═════ RECORDS SUPPLIED ═════
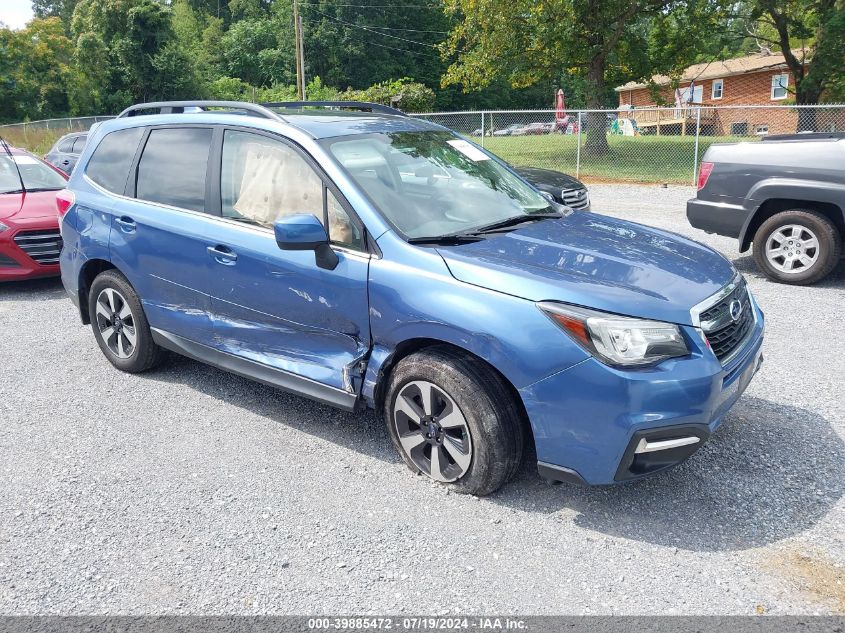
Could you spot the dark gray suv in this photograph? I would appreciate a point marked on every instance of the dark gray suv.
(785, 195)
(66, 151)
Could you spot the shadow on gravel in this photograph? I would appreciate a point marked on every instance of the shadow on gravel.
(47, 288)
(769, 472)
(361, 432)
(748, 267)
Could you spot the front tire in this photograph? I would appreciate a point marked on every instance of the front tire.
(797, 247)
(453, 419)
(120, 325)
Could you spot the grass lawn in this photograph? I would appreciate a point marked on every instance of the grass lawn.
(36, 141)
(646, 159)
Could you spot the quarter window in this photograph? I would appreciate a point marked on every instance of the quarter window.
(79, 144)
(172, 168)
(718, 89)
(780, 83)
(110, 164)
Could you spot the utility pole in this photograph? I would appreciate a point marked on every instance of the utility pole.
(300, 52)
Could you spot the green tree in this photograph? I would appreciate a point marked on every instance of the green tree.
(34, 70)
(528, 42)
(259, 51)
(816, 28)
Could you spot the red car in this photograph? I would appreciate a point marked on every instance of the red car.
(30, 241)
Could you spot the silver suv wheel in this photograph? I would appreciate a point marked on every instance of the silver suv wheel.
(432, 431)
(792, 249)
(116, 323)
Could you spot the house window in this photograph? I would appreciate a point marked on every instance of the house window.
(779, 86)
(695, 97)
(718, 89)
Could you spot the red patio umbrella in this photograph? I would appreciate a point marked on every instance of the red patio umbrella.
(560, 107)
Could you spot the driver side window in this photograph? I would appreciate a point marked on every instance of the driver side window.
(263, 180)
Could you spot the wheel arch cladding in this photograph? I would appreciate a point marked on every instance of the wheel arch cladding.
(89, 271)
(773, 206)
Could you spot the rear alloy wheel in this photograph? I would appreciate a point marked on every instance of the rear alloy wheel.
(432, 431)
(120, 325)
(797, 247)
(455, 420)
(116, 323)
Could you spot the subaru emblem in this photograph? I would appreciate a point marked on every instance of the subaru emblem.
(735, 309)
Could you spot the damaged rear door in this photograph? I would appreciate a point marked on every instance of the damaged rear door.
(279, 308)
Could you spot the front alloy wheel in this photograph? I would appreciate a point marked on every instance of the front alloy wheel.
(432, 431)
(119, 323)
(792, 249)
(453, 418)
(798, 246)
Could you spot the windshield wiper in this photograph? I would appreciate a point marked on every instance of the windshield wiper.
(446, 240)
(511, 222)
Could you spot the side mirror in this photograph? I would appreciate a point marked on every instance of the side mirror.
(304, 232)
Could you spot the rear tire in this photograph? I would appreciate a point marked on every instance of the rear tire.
═════
PROBLEM TO WORK ON: Please turn all of the data above into a numbered list, skipping any blank lines and leaving out the pictures.

COMPLETE ANSWER:
1. Could you spot the dark gray suv in this photograph? I would appreciate a point marked on every instance of the dark gray suv.
2. (785, 195)
3. (66, 151)
4. Could you spot the shadow on gravel in this photograph? I would appreciate a point marked on every instance of the shadow on gravel.
5. (47, 288)
6. (769, 472)
7. (361, 432)
8. (748, 267)
9. Could you spot the front tire in this photograph? I would appreciate a point marked on every instance of the front tire.
10. (797, 247)
11. (453, 419)
12. (120, 325)
13. Could you spot the grass lawn in this photograph? I would appreciate a point marked on every instance of the grass lawn.
14. (36, 141)
15. (646, 159)
16. Could you spot the quarter window in this photograph? I would appreciate a point marked on every instance of the quarter window.
17. (79, 144)
18. (172, 168)
19. (718, 89)
20. (780, 83)
21. (110, 164)
22. Could you spot the utility pole in this photograph? I would appreciate a point marked on every instance of the utility pole.
23. (300, 52)
24. Could you spot the green tree in this photograph? I would appreciate a point marked on every instance of the green tree.
25. (34, 70)
26. (528, 42)
27. (259, 51)
28. (816, 28)
29. Could you spot the red car in this photograph? I would appreciate a point marked on every instance of the red car.
30. (30, 241)
31. Could you spot the silver suv wheel in this photograph? I would appreciate a point marked on every instance of the silver suv wheel.
32. (432, 431)
33. (792, 249)
34. (116, 323)
35. Could you spot the house window in this photograph? I would appreciate a point marked on every instance of the house window.
36. (779, 86)
37. (695, 97)
38. (718, 89)
39. Could you spot the red patio umbrella in this photograph? I would appreciate a point marked on every instance of the red patio umbrella.
40. (560, 107)
41. Could you spot the driver side window in this photograph? I would appreciate a point marked on every instance of the driver side window.
42. (263, 180)
43. Could you spot the wheel arch cladding in this photograph? I would appreciate a point marked on every instance of the wheel arch cladding.
44. (89, 271)
45. (773, 206)
46. Could you spot the rear alloy wheel in this photograph? I would appreciate a point marked on every instance of the rear alloy wheel.
47. (432, 431)
48. (120, 325)
49. (797, 247)
50. (455, 420)
51. (116, 323)
52. Could you spot the subaru emblem in this photograph? I would appreciate a point marked on every instance of the subaru emblem.
53. (735, 309)
54. Could you spot the damaged rear door in this photograph? I would appreciate a point marked on every instance of the damaged rear door.
55. (279, 308)
56. Could you spot the front alloy wheel in this photograph? I would appreciate a point marked on every instance of the front alloy wheel.
57. (432, 431)
58. (119, 323)
59. (792, 249)
60. (453, 418)
61. (798, 246)
62. Could you spot the windshield wiper in this photograph? I would appreciate a point marked on every instance of the windshield wiper.
63. (446, 240)
64. (511, 222)
65. Could you spot the side mirror in this photograph? I would appreciate a point marked on every instance of the side mirror.
66. (304, 232)
67. Could you spot the rear tire in this photograph? I would appreciate a point marked on every instance of the rear tire.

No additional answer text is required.